* Problem description *
Look through the material for lines with the word "every", and copy each one.

* Exercise material *
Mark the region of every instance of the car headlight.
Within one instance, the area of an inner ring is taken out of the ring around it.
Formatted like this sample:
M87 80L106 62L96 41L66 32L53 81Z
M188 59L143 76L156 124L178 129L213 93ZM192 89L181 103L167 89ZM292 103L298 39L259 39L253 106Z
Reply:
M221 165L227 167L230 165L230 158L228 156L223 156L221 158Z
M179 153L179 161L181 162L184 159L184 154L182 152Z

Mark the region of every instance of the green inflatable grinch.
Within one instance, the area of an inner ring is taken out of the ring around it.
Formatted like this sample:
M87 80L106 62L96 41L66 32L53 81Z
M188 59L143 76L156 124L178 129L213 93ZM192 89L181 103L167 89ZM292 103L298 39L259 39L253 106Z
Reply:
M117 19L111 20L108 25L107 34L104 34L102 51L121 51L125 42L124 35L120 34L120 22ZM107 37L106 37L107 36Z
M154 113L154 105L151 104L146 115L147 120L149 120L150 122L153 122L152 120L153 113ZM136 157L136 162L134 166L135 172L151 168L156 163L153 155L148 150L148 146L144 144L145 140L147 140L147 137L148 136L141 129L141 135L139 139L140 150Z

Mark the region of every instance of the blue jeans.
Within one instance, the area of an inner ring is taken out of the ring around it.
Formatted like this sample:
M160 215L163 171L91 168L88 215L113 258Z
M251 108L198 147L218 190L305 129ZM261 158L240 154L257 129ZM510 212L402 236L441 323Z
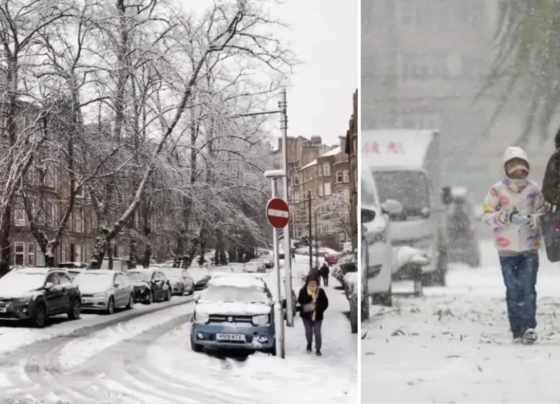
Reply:
M537 271L539 254L526 252L514 257L500 257L506 285L509 325L514 338L537 326Z

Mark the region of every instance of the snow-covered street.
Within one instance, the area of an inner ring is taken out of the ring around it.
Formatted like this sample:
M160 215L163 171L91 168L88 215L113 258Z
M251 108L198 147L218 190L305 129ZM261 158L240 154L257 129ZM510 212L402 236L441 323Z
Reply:
M298 272L308 258L296 257ZM357 402L357 338L341 290L326 288L323 357L305 352L301 319L286 329L286 359L195 353L192 297L138 305L113 316L84 314L43 329L0 327L1 403L257 404Z
M454 265L446 288L373 307L362 333L362 402L558 402L560 268L541 252L539 341L512 344L496 251L482 267Z

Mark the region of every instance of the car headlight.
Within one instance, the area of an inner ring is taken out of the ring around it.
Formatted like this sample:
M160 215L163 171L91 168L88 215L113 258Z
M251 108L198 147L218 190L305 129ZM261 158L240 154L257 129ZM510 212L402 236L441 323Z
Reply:
M107 293L106 292L96 293L93 295L93 297L107 297Z
M253 316L254 325L267 325L268 324L268 314L262 314L260 316Z
M30 302L31 300L33 300L33 295L31 296L24 296L24 297L18 297L17 299L14 299L16 302L20 302L20 303L25 303L25 302Z
M210 319L210 316L208 315L208 313L194 312L193 320L194 320L195 323L206 324L209 319Z

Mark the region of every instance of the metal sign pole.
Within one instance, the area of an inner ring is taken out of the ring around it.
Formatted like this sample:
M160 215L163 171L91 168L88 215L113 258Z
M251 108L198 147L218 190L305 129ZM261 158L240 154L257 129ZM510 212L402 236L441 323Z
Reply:
M271 178L272 198L276 197L276 178ZM282 310L282 276L280 272L280 247L278 243L278 229L272 227L274 245L274 268L276 269L276 283L278 285L277 298L274 304L274 324L276 329L276 354L282 359L286 357L284 346L284 313ZM284 251L284 256L286 252ZM284 261L285 262L285 261Z
M282 166L284 168L284 178L282 187L284 188L284 200L289 202L288 190L288 100L286 89L282 89L280 94L280 128L282 129ZM294 307L292 302L292 243L290 240L290 225L284 227L284 273L286 279L286 322L288 327L294 326Z

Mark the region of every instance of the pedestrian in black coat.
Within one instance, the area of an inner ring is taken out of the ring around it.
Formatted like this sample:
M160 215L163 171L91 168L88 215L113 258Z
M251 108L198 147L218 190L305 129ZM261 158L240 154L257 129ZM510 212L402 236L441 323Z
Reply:
M301 318L305 327L307 352L311 352L315 337L315 353L321 356L321 326L324 313L329 307L329 299L325 290L319 286L317 277L307 277L305 285L299 291L298 302L301 305Z
M330 272L331 272L331 270L329 269L329 266L327 265L326 262L324 262L323 266L319 270L319 273L321 274L321 278L323 278L323 285L324 286L329 286L329 274L330 274Z

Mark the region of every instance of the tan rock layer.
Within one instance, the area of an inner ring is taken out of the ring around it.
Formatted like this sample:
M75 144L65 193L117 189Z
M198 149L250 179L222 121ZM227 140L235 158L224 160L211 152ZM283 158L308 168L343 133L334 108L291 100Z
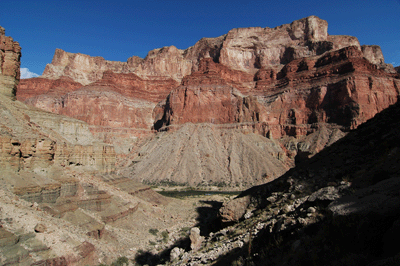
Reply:
M101 79L106 70L118 73L133 72L141 61L142 59L138 57L129 58L127 62L107 61L99 56L91 57L56 49L53 61L46 66L42 77L58 79L61 76L67 76L87 85Z
M132 57L125 62L106 61L101 57L72 54L57 49L43 77L69 76L84 85L100 80L102 73L135 73L142 78L158 76L180 82L199 70L199 62L212 58L222 65L254 74L264 67L282 67L302 57L320 55L332 49L355 45L357 38L329 36L328 23L310 16L276 28L240 28L216 38L203 38L186 50L175 46L150 51L146 58ZM374 52L369 58L379 60Z
M0 27L0 93L15 99L19 82L21 47Z

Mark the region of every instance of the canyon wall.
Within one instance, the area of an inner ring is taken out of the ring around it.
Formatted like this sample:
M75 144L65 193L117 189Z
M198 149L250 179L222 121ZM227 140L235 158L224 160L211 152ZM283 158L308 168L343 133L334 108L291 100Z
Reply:
M144 59L111 62L101 57L72 54L57 49L42 77L68 76L87 85L102 78L102 73L135 73L169 77L180 82L197 71L203 58L212 58L231 69L254 74L261 67L277 67L291 60L319 55L329 50L360 44L355 37L328 35L328 23L310 16L276 28L239 28L216 38L203 38L185 50L175 46L150 51ZM361 49L361 48L360 48ZM371 57L373 58L373 57ZM374 59L376 60L376 59Z
M95 137L123 154L126 161L121 165L128 166L129 175L138 181L192 184L191 176L202 173L209 184L216 176L202 163L189 174L179 170L188 161L178 153L163 163L164 168L155 165L152 155L139 154L164 150L165 143L154 139L156 131L174 139L188 123L210 123L217 131L236 130L235 139L243 140L240 134L249 133L266 137L262 146L270 145L268 139L277 140L281 150L270 152L271 160L280 165L276 169L287 169L395 103L399 80L378 46L360 46L352 36L329 35L327 22L311 16L275 28L233 29L203 38L186 50L164 47L126 63L58 49L42 78L21 81L17 98L87 122ZM147 141L154 147L143 144ZM222 143L215 140L212 145ZM247 140L239 146L244 143ZM190 145L173 146L183 152ZM199 147L196 154L208 153L205 146ZM242 148L237 151L246 153ZM216 161L231 158L226 146L217 153L224 156ZM250 157L259 158L259 153ZM172 167L176 162L179 165ZM248 172L248 184L261 182L260 175L280 173L265 169ZM240 184L246 175L242 170L227 170L221 176L230 180L229 185ZM160 178L149 174L155 172Z
M224 79L224 67L203 59L200 70L182 80L156 127L192 123L262 123L270 136L305 136L330 123L357 127L397 101L400 80L378 69L356 46L292 60L281 71L260 69L245 96Z
M108 61L97 56L91 57L84 54L73 54L56 49L51 64L46 65L42 77L57 79L67 76L83 85L101 79L103 72L111 70L117 73L133 72L141 59L131 57L127 62Z
M13 101L19 82L21 48L11 37L4 35L3 28L0 28L0 34L0 164L3 173L12 175L24 170L67 165L87 166L102 173L114 171L114 148L96 140L88 124ZM37 81L40 85L21 87L23 97L51 90L60 94L60 87L74 90L80 86L64 78L32 81L31 85Z

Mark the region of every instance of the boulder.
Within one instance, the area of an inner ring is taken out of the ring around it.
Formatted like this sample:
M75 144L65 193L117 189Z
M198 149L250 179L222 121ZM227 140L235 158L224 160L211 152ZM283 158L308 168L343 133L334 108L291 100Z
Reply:
M190 248L193 251L197 251L201 248L201 245L204 241L204 237L200 235L200 229L198 227L193 227L190 229Z
M222 222L237 222L246 213L247 208L250 205L250 197L244 196L235 198L222 205L219 209Z
M44 233L46 232L46 229L46 226L42 223L38 223L34 228L36 233Z

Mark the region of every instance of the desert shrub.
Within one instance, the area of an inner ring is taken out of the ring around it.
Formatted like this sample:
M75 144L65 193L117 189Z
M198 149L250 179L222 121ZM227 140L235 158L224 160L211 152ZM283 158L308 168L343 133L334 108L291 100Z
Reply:
M129 259L127 257L119 257L116 261L114 261L111 266L124 266L129 265Z
M158 229L156 229L156 228L150 228L150 229L149 229L149 233L152 234L152 235L154 235L154 236L157 236L157 234L158 234Z
M168 239L169 239L169 234L168 234L168 232L167 232L167 231L162 231L162 232L161 232L161 236L162 236L162 238L163 238L163 242L164 242L164 243L167 243L167 242L168 242Z

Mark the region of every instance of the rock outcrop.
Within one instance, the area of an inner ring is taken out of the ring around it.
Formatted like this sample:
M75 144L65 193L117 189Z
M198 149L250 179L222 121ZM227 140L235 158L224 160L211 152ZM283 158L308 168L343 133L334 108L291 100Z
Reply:
M315 123L355 128L397 101L400 80L354 46L293 60L280 72L260 70L254 94L265 103L273 136L301 136Z
M86 123L0 99L2 109L1 167L3 171L82 165L95 171L115 169L115 151L102 144Z
M387 73L396 73L392 64L386 64L383 58L381 47L378 45L362 45L361 50L364 57L372 64L377 65L379 69L386 71Z
M21 47L13 38L5 36L0 26L0 93L15 99L19 82Z
M43 77L56 79L69 76L87 85L101 79L106 70L135 73L142 78L169 77L180 82L198 71L203 58L247 73L277 67L294 59L320 55L329 50L360 44L355 37L328 35L328 23L310 16L276 28L233 29L216 38L203 38L186 50L175 46L152 50L144 59L132 57L127 63L110 62L100 57L71 54L56 50L53 61L46 66Z
M171 78L142 79L133 73L107 70L101 80L86 86L64 76L56 80L25 79L19 85L17 99L85 121L102 141L115 143L115 138L151 133L156 103L177 85Z
M107 70L117 73L131 73L141 61L142 59L136 56L129 58L127 62L107 61L100 56L91 57L56 49L53 61L46 66L42 77L58 79L66 76L87 85L101 79L103 72Z
M81 87L82 84L73 81L69 77L61 77L59 79L46 79L42 77L22 79L18 84L16 96L17 100L21 102L39 95L60 97ZM44 108L45 106L46 105L37 107L46 110L46 108Z
M203 59L199 71L182 80L164 105L164 113L155 113L156 129L159 125L191 123L228 124L254 122L261 105L251 96L245 96L223 78L224 67L211 59ZM224 74L227 74L226 72ZM240 76L238 77L240 79ZM157 110L156 110L157 111Z
M155 128L250 122L274 138L305 136L321 123L348 130L395 103L400 88L396 76L378 69L356 46L292 60L279 72L262 68L249 96L234 89L223 68L203 59L199 71L155 109Z
M219 62L254 74L260 68L279 67L332 49L359 47L357 38L329 36L327 30L328 23L315 16L273 29L233 29L226 36Z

* Output below *
Mark the region of every instance of the car headlight.
Mark the region of every instance of the green inflatable grinch.
Mark the region of every instance of the blue jeans.
Mark the region of every instance of the snow-covered street.
Mark the region of every instance of the car headlight.
Mark the region of every instance of the metal sign pole.
Mark the region of every instance of the pedestrian in black coat.
Mark the region of every instance of the tan rock layer.
Mark the region of every instance of the canyon wall.
Mark the region of every instance of the boulder.
Mark the region of every instance of the desert shrub.
Mark the region of every instance of the rock outcrop.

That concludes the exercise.